◆ **Written problem**
Report every line in the entries below that contains the word "stone", copying each one in full.

— START Given data —

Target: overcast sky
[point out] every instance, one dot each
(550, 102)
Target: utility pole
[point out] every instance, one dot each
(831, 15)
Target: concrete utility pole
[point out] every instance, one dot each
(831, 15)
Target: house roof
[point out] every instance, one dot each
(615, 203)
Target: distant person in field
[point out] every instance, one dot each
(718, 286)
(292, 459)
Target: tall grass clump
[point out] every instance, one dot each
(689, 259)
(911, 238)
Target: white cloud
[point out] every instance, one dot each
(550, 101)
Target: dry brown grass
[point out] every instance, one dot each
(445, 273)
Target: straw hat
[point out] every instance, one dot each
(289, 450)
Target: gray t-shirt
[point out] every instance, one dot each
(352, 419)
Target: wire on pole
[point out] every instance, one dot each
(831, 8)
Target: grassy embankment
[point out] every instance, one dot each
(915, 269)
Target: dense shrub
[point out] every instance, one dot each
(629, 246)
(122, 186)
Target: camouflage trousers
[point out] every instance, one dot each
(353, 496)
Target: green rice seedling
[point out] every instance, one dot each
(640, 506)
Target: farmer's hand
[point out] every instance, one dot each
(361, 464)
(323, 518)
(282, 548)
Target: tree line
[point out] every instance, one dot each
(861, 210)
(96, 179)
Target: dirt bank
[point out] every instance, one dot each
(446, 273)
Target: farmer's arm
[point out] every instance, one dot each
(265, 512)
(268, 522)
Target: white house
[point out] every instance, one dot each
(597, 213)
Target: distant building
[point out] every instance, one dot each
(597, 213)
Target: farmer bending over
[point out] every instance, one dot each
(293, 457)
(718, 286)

— END Given data —
— START Given data —

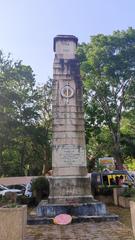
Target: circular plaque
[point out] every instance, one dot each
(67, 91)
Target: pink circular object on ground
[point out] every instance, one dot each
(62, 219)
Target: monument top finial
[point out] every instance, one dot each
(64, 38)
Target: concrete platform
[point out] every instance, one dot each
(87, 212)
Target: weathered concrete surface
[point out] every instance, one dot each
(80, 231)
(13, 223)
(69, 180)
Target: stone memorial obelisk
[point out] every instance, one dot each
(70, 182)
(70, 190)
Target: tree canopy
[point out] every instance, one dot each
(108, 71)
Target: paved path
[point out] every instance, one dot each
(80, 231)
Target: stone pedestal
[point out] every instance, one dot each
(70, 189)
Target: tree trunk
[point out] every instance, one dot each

— END Given data —
— START Given data —

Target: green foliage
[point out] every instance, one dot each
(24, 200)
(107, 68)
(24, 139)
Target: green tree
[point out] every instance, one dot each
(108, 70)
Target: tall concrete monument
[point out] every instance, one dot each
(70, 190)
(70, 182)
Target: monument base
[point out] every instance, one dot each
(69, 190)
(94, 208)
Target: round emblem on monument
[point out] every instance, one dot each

— END Given data —

◆ **Answer to this task**
Target: stone memorial obelisk
Target: stone pedestal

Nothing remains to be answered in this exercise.